# Exercise input
=-=-=

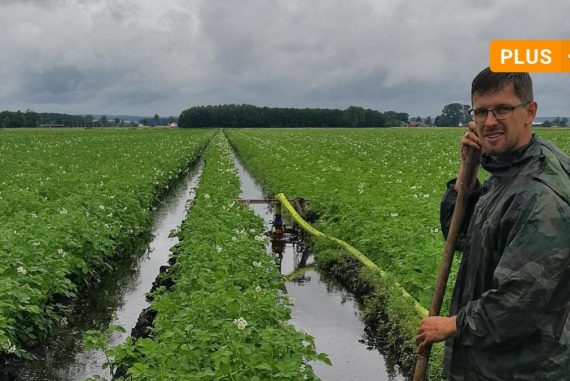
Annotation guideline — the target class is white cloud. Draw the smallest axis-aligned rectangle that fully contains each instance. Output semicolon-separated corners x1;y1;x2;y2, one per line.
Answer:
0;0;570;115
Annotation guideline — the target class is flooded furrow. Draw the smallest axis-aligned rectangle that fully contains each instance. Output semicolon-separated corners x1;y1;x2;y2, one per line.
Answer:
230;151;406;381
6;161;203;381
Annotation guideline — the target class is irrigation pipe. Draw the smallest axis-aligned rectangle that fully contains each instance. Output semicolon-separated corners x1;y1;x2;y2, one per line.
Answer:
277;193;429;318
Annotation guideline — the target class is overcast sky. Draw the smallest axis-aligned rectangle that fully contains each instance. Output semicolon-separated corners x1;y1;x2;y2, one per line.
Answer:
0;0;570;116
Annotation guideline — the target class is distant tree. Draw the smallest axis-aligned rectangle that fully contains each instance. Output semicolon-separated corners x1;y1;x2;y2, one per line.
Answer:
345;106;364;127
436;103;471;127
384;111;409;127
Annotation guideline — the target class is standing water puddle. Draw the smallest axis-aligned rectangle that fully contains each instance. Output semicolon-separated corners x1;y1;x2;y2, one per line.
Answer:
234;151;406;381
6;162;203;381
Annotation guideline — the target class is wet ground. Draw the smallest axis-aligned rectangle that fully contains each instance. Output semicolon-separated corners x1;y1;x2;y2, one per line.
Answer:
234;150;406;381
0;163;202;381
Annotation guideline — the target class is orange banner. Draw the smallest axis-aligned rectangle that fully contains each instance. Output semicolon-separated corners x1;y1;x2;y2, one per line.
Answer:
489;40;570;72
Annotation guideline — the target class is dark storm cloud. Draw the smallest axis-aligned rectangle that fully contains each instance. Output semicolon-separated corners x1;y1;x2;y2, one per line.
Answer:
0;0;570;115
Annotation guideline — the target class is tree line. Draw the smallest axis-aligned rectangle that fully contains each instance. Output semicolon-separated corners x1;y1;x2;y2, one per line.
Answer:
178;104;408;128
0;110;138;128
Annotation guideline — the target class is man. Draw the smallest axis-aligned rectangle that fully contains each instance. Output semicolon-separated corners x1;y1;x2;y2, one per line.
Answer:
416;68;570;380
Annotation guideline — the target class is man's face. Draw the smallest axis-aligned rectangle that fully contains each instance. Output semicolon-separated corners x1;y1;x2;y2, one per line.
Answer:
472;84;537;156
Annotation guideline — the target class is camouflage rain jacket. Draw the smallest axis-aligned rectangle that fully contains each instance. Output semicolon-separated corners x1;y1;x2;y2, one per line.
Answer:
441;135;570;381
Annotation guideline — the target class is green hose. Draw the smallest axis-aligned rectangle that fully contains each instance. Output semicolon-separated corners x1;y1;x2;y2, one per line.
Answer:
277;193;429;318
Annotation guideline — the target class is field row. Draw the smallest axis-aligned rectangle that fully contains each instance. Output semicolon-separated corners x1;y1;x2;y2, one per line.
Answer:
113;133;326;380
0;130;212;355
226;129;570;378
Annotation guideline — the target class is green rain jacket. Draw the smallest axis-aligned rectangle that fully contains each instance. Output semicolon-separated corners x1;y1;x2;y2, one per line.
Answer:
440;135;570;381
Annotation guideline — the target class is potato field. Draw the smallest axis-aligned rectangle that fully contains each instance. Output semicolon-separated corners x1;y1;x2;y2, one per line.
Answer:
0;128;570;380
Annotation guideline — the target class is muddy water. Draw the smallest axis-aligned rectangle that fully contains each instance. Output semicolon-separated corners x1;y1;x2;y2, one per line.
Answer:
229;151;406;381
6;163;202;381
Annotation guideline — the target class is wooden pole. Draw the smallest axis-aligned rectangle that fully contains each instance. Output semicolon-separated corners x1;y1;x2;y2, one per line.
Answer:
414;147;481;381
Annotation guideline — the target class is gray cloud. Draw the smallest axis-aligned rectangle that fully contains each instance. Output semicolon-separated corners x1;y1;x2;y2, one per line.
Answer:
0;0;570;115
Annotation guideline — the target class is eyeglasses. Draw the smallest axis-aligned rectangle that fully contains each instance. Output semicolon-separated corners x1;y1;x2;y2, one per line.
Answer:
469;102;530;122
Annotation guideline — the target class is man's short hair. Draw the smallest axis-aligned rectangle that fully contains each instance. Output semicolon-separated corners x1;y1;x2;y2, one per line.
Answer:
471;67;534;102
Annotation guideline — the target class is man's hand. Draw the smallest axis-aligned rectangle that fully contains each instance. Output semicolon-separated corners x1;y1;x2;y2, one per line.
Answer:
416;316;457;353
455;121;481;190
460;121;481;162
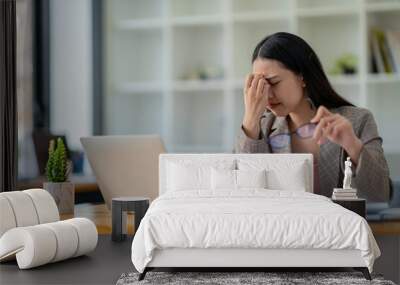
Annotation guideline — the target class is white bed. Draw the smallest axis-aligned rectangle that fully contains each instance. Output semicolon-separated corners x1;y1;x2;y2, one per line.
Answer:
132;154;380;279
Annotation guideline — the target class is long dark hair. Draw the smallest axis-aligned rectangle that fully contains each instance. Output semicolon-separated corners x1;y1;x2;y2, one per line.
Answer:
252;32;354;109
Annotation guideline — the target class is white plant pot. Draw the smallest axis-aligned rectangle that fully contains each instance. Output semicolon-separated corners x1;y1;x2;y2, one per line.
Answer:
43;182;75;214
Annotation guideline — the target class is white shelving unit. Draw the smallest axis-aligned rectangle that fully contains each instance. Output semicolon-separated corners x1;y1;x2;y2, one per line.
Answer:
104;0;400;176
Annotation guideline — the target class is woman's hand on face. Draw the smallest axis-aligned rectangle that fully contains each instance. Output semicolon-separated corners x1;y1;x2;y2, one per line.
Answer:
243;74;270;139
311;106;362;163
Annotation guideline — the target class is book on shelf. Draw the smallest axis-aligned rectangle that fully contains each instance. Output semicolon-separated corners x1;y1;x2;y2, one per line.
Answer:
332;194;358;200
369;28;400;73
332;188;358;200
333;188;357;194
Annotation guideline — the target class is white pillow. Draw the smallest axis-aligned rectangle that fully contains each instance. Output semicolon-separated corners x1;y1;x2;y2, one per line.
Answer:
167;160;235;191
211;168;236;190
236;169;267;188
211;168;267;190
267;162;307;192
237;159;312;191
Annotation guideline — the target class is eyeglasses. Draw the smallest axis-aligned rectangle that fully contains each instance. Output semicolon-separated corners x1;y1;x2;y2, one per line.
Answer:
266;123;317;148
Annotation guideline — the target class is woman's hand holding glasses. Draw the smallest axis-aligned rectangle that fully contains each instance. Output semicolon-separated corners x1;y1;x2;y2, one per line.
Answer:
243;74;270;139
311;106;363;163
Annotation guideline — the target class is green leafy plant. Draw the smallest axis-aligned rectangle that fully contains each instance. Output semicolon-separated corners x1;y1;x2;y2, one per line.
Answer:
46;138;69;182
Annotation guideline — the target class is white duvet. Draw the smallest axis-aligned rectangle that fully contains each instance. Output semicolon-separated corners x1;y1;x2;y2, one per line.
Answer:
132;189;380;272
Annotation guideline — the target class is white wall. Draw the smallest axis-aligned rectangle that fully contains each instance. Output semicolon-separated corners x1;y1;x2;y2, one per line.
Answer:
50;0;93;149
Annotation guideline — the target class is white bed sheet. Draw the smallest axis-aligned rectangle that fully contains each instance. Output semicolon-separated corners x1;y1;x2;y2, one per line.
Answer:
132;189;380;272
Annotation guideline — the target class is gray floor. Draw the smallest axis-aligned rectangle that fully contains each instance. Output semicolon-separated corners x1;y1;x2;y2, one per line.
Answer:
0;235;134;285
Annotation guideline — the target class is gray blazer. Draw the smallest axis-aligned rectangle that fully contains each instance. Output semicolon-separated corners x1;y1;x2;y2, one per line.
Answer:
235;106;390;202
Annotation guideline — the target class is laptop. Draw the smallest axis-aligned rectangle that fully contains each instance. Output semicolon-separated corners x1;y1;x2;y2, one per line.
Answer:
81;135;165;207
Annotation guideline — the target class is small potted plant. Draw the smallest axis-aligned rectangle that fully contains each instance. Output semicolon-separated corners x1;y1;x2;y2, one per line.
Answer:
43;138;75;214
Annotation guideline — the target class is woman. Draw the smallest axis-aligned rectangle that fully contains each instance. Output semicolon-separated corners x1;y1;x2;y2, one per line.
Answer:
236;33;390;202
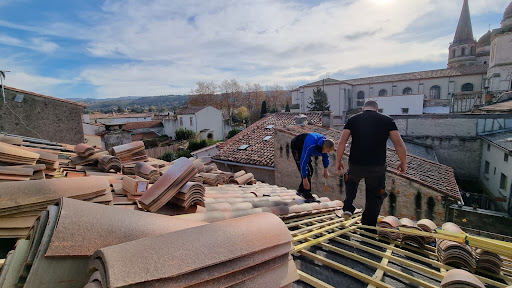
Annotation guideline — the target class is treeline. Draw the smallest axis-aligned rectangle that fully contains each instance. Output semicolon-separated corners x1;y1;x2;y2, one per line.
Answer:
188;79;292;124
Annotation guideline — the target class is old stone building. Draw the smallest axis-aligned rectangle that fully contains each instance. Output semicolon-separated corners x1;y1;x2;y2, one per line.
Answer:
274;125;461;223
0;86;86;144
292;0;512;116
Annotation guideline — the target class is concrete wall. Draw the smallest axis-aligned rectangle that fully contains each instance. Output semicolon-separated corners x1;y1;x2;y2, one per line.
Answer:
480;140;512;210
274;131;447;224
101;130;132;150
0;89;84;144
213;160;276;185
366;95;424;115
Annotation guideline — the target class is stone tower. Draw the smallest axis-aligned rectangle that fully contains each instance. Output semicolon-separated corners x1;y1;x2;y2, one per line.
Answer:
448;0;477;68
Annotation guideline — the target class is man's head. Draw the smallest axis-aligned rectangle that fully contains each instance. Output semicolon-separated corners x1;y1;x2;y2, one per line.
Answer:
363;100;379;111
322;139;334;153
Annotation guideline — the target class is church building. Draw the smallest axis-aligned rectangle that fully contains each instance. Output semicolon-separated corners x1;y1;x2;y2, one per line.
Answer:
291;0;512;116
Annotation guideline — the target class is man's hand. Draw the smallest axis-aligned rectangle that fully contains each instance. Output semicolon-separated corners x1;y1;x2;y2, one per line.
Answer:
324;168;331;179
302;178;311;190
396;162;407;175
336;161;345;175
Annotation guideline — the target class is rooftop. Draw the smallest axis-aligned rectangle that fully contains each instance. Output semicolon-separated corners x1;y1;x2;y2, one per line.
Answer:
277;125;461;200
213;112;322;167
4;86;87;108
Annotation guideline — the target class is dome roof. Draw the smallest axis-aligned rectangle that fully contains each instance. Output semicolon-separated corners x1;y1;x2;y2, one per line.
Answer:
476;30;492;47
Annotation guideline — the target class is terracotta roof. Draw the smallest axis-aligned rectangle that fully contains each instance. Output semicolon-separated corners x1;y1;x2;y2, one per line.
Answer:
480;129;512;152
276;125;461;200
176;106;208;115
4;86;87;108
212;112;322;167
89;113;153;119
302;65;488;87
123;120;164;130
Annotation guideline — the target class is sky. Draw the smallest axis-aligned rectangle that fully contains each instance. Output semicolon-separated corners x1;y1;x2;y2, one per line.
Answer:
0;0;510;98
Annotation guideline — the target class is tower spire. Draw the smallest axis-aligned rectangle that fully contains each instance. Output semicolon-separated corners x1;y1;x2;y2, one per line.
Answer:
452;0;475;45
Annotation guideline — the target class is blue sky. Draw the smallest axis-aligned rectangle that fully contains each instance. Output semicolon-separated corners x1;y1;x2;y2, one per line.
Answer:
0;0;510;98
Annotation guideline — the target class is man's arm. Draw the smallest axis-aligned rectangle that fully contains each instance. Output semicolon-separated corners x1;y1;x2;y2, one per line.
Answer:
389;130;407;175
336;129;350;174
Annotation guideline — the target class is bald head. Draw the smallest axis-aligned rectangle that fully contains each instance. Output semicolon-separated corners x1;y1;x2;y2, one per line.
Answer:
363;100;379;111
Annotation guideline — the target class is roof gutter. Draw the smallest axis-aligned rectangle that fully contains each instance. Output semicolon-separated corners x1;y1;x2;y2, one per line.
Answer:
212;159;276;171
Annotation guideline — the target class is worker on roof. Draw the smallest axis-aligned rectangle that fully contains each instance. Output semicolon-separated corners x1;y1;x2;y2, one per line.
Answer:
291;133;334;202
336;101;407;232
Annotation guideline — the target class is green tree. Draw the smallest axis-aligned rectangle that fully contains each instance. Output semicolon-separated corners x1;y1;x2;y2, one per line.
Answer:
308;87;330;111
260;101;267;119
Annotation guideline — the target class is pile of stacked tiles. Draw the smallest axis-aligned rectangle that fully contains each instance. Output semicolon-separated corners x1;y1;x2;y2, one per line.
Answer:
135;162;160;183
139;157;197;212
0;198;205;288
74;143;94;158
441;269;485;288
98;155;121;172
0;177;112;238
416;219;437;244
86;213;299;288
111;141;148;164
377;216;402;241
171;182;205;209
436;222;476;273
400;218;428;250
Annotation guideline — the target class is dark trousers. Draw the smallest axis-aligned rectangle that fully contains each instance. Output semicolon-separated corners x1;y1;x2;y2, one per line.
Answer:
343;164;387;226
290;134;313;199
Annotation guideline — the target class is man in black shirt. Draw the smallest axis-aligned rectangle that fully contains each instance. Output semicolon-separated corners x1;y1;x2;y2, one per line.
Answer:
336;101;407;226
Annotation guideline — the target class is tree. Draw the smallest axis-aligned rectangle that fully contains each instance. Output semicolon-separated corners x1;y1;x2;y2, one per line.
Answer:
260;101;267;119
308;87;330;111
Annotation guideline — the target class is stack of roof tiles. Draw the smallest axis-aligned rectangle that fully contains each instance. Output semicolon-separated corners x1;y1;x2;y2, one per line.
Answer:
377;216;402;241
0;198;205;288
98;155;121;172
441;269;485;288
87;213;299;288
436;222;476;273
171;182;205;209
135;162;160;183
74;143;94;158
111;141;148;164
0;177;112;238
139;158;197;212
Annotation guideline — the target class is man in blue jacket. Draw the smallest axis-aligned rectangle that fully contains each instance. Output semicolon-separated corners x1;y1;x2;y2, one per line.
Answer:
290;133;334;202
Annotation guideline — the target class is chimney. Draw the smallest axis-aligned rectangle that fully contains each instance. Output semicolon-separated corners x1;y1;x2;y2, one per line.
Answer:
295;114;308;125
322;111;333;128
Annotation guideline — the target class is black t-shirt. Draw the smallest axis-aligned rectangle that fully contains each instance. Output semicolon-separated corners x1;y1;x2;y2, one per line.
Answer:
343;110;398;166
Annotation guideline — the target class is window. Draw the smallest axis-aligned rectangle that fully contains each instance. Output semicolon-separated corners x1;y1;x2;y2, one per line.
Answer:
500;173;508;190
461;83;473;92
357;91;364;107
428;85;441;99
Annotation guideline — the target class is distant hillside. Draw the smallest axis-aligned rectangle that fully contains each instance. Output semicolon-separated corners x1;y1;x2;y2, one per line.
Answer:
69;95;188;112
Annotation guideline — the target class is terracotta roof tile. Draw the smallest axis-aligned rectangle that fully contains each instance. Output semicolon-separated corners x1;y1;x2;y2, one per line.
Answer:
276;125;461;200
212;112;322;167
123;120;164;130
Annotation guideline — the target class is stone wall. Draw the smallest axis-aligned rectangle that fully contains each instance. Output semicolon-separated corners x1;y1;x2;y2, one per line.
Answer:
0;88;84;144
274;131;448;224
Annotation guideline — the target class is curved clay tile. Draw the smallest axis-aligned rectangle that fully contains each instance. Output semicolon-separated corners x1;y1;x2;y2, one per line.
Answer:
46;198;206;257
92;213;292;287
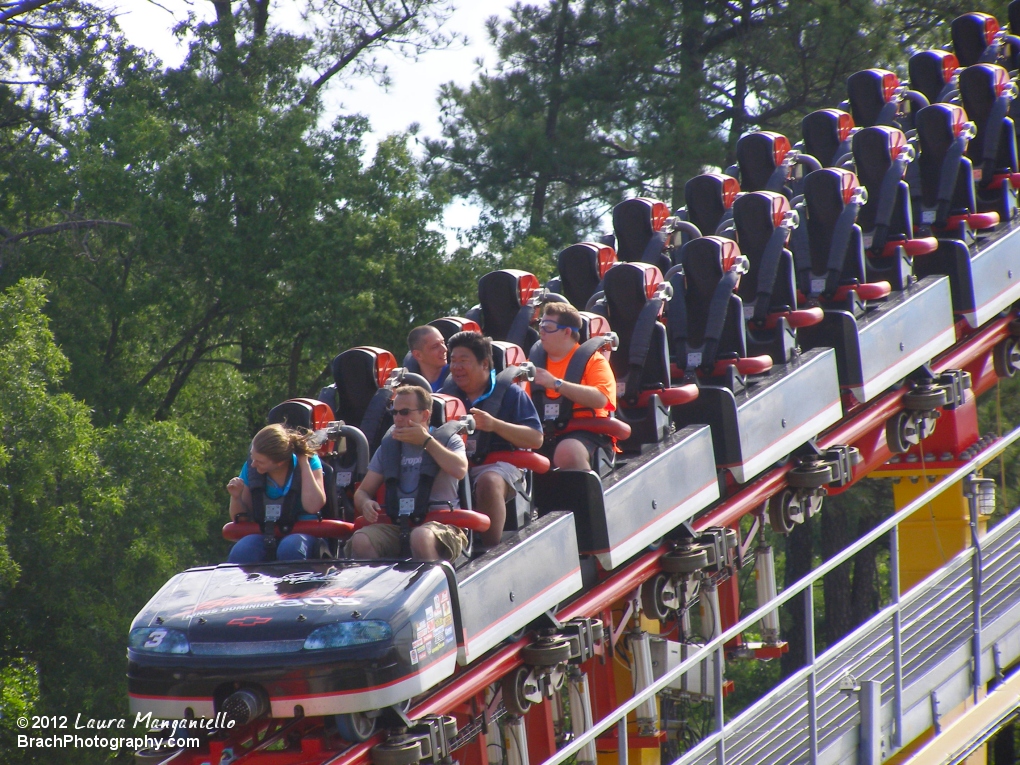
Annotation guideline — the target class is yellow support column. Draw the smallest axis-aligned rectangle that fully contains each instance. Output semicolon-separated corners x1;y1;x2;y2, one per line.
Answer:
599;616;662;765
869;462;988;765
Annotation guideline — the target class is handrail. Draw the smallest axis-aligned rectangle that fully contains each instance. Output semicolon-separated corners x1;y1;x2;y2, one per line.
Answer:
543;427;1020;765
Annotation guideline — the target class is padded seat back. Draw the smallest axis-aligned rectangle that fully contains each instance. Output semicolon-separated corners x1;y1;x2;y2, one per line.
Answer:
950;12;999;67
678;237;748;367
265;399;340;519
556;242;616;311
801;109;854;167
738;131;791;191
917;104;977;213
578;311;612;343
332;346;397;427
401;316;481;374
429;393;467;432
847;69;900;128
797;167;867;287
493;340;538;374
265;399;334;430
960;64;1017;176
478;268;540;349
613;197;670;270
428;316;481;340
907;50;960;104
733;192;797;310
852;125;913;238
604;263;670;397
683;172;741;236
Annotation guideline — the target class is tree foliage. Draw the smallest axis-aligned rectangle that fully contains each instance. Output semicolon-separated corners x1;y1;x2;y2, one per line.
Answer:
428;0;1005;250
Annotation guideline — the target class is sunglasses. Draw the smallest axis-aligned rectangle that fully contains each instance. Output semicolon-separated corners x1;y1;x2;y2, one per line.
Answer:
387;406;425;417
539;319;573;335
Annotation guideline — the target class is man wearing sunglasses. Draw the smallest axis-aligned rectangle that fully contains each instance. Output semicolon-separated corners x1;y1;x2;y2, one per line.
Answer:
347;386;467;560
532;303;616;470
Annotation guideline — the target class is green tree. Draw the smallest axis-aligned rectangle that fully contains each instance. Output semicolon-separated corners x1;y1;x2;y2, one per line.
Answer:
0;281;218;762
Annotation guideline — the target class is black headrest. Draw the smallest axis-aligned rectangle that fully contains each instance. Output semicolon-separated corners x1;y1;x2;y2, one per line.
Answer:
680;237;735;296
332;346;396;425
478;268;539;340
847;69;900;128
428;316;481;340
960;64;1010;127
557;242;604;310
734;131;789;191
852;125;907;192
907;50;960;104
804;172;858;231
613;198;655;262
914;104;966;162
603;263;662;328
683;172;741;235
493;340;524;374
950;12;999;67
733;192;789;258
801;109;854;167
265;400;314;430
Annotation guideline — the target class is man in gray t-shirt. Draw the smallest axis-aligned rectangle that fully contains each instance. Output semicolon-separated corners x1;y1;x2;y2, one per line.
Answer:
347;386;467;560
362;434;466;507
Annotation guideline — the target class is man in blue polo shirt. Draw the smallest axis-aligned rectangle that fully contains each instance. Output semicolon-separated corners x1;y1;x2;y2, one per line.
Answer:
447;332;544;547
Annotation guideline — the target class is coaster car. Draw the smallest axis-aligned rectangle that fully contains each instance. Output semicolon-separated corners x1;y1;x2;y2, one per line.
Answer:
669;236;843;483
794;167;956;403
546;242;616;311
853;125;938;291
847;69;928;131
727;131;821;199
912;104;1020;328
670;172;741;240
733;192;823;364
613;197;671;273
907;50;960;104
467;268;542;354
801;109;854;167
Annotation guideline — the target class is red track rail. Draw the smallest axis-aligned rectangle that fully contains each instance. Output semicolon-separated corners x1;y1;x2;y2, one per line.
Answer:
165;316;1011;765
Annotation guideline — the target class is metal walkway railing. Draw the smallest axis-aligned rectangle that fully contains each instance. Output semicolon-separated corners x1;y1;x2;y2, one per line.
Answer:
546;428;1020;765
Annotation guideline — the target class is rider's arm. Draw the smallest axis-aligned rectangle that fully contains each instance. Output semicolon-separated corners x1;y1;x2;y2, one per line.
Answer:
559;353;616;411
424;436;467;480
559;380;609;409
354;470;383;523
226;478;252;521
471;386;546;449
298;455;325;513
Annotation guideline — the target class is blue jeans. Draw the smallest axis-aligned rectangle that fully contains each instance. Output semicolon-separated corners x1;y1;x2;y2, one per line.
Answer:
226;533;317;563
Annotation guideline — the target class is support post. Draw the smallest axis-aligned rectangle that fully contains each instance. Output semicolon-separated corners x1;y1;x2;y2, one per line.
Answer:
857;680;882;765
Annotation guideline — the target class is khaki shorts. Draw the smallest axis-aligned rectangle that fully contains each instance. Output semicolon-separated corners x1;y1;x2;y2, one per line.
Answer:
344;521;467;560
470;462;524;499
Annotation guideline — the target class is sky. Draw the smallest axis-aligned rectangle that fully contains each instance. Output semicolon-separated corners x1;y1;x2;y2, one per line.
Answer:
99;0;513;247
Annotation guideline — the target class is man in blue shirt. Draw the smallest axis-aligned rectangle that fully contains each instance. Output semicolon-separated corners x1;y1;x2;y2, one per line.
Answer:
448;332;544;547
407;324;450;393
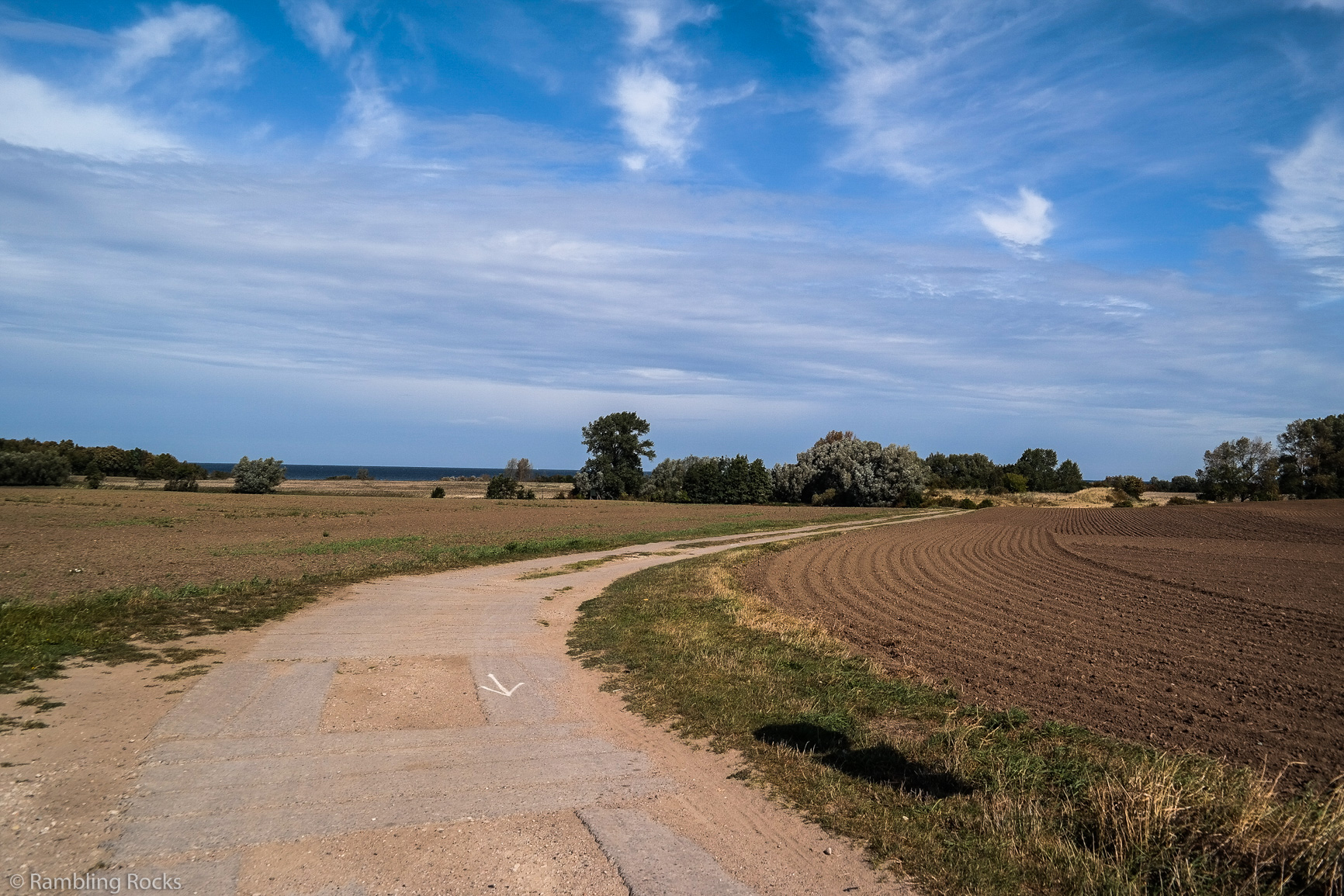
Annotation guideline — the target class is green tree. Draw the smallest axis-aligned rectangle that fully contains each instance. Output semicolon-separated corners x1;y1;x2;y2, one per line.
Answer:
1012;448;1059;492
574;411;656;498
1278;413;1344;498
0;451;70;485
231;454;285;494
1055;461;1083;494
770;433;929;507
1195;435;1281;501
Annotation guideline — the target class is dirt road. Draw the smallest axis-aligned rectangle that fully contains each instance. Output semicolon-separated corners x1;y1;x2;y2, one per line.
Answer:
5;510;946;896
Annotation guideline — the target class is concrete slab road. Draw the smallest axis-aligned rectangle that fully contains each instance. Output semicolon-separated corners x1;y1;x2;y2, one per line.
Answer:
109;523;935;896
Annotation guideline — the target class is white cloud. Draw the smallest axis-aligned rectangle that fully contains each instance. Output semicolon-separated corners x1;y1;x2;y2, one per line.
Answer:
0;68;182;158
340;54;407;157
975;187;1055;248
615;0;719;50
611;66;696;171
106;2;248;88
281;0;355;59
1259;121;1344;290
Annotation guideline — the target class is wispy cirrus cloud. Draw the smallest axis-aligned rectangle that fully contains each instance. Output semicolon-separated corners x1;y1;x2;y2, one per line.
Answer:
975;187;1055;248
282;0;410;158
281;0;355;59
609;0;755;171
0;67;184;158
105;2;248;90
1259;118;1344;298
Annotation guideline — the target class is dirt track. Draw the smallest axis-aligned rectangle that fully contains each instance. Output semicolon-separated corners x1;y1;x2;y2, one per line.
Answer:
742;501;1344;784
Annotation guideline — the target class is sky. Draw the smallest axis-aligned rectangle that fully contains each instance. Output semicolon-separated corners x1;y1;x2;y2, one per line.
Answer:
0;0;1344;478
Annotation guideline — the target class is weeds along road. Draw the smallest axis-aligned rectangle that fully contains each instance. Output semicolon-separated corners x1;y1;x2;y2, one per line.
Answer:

=-=-=

# Written problem
Collect every line of the rows above that contains the string "stone", and list each one in full.

# Exercise answer
Annotation guideline — the target class is old stone building. Draw the smallest axis-aligned rectangle that fully contains each instance. Output semicolon-separated corners x1;y1;x2;y2, one per line.
Annotation guideline — the target class is stone tower. Draw the smallest axis-aligned rectangle that fully contains each instance. Output semicolon-separated corners x1;y1;x2;y2, one per line.
Annotation guideline — the target class is stone wall. Draw the smallest axis-aligned rectangle that fully contains each instance. Output semicolon-separated corners x1;y1;x2;y2, one per line.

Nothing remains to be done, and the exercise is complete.